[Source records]
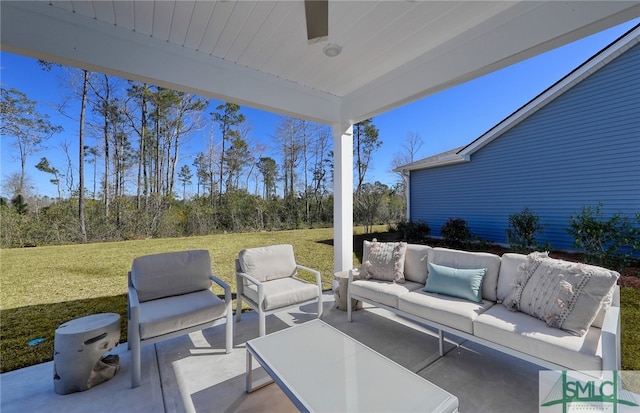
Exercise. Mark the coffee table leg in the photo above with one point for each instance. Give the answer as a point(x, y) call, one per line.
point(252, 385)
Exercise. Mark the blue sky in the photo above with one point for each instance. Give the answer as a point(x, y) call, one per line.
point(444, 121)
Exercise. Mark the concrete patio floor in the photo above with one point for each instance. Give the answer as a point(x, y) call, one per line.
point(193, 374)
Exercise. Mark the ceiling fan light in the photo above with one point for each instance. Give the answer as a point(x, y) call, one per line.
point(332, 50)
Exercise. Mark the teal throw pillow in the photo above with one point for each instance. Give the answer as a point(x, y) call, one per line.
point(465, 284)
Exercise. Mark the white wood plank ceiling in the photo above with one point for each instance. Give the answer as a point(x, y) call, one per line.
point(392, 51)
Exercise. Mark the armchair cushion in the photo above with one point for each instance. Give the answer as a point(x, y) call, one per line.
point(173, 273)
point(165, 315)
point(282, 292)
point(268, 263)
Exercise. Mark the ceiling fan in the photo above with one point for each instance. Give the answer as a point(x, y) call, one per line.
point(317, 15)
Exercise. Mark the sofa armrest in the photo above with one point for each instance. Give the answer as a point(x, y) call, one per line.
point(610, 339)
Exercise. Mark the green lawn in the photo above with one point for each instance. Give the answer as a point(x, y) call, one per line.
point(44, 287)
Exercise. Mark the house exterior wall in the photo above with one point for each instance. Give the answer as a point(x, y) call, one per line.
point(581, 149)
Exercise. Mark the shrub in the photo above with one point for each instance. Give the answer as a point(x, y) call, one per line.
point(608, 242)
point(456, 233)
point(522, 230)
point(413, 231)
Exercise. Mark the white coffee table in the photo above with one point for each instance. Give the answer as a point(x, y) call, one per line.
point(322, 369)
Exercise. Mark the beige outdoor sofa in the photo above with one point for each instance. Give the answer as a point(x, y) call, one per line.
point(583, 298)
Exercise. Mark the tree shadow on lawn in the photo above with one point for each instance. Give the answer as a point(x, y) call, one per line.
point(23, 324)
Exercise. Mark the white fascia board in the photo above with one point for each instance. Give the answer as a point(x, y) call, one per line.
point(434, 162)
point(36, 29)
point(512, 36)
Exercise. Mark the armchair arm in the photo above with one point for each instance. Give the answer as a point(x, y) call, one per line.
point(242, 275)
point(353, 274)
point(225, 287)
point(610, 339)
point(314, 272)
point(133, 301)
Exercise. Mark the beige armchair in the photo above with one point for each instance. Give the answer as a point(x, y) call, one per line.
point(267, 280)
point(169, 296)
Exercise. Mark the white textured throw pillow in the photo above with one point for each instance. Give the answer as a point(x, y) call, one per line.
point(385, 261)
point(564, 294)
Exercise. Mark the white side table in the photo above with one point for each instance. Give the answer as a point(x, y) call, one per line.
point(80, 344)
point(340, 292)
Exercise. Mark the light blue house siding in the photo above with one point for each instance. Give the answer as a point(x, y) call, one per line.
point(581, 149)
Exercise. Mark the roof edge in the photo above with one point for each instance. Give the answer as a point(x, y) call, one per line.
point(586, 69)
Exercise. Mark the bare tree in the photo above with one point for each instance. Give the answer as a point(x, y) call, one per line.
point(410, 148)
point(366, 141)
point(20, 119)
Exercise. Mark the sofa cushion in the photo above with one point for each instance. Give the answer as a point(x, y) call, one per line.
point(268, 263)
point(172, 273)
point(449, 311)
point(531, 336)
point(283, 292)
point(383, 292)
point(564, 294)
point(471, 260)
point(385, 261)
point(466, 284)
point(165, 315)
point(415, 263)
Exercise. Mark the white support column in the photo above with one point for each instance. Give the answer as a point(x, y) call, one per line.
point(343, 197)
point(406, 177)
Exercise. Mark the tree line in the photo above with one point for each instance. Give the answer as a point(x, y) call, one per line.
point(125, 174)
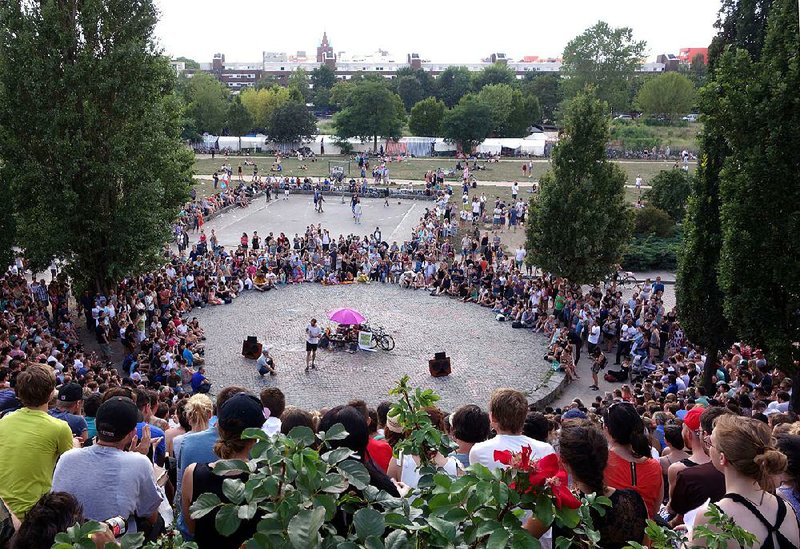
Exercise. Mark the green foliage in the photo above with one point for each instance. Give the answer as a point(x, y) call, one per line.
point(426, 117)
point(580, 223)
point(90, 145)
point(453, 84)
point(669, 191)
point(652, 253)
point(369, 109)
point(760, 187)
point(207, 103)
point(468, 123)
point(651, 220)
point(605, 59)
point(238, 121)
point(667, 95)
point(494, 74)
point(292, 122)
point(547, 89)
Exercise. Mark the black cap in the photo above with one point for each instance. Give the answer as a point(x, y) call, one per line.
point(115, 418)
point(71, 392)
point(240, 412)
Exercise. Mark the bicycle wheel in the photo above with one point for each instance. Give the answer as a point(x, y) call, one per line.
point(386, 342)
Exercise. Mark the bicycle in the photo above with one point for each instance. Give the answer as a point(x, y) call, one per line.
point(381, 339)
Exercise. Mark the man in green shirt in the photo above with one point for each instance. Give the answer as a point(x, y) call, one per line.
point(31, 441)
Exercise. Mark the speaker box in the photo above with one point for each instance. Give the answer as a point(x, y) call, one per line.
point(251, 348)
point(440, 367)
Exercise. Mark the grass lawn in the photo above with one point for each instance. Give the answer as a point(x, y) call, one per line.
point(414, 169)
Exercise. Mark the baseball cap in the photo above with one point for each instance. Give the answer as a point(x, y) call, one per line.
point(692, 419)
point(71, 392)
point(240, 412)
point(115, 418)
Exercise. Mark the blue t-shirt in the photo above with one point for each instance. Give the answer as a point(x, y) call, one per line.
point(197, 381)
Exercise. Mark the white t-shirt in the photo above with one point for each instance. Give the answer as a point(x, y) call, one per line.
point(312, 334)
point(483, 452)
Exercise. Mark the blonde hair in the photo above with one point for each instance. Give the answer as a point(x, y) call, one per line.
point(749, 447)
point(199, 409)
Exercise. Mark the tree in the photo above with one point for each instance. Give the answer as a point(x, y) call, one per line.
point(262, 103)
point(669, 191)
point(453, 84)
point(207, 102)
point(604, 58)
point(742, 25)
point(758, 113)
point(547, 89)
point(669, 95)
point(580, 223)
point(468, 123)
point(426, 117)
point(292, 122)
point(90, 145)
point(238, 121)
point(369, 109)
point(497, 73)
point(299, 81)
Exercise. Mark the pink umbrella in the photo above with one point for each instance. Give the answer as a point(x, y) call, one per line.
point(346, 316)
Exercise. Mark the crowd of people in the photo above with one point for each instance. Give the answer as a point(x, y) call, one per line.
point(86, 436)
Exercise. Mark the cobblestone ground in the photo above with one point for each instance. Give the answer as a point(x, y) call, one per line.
---
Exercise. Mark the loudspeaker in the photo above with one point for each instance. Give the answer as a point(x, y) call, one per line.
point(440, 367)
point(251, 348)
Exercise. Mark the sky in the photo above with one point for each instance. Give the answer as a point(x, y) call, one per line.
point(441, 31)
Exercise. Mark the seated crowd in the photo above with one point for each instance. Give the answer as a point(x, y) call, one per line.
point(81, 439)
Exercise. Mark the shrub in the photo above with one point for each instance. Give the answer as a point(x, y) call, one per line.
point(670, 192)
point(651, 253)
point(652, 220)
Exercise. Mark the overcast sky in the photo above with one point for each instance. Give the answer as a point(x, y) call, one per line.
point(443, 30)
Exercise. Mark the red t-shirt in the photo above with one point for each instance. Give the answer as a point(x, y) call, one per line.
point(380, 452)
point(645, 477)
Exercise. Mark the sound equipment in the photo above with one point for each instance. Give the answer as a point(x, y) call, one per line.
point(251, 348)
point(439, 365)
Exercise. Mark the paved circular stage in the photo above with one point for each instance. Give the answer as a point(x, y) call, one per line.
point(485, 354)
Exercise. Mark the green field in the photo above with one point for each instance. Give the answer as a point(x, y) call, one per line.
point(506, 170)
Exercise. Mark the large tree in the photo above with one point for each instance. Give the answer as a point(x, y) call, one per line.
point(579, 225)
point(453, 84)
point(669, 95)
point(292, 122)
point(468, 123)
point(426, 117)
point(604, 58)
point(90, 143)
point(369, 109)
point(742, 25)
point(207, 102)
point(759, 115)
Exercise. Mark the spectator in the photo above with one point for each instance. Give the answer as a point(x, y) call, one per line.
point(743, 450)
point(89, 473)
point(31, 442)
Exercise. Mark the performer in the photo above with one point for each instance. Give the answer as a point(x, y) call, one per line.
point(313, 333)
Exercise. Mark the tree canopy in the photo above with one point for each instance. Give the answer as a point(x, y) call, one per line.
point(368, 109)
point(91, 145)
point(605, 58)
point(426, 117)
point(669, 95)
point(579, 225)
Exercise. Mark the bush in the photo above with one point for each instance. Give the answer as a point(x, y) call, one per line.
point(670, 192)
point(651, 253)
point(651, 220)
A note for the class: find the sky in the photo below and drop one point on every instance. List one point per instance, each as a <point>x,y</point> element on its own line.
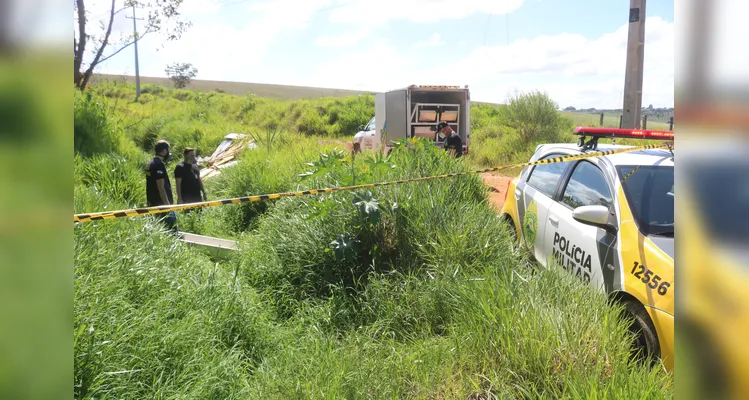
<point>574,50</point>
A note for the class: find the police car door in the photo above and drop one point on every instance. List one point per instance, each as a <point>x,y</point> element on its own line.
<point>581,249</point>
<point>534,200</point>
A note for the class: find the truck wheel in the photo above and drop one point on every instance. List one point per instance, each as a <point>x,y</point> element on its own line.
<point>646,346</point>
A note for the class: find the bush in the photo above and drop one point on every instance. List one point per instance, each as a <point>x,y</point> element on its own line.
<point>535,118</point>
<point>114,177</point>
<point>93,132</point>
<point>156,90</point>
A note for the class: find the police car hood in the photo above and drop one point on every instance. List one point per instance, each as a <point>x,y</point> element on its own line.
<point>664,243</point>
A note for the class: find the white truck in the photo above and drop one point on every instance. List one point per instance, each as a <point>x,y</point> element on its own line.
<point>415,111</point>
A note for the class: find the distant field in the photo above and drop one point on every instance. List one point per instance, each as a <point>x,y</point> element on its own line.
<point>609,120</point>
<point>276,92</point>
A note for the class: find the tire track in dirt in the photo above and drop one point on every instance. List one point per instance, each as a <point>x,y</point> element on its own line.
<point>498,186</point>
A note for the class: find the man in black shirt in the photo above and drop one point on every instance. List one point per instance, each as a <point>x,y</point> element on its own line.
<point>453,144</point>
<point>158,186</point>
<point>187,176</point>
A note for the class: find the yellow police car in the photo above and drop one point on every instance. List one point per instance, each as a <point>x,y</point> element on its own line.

Aim:
Copy the stretch of the listing from the line containing "Exercise. Mark the coffee" through the line containing "point(444, 121)", both ends included, with the requests unchanged. Adjust every coordinate in the answers by -117.

Result:
Exercise. Mark the coffee table leg in the photo above with one point for each instance. Give the answer as a point(x, y) call, one per line.
point(135, 268)
Exercise. Mark the blue sky in the photo above with one point for each instance. Give the answer as a point(x, y) call, one per line.
point(327, 4)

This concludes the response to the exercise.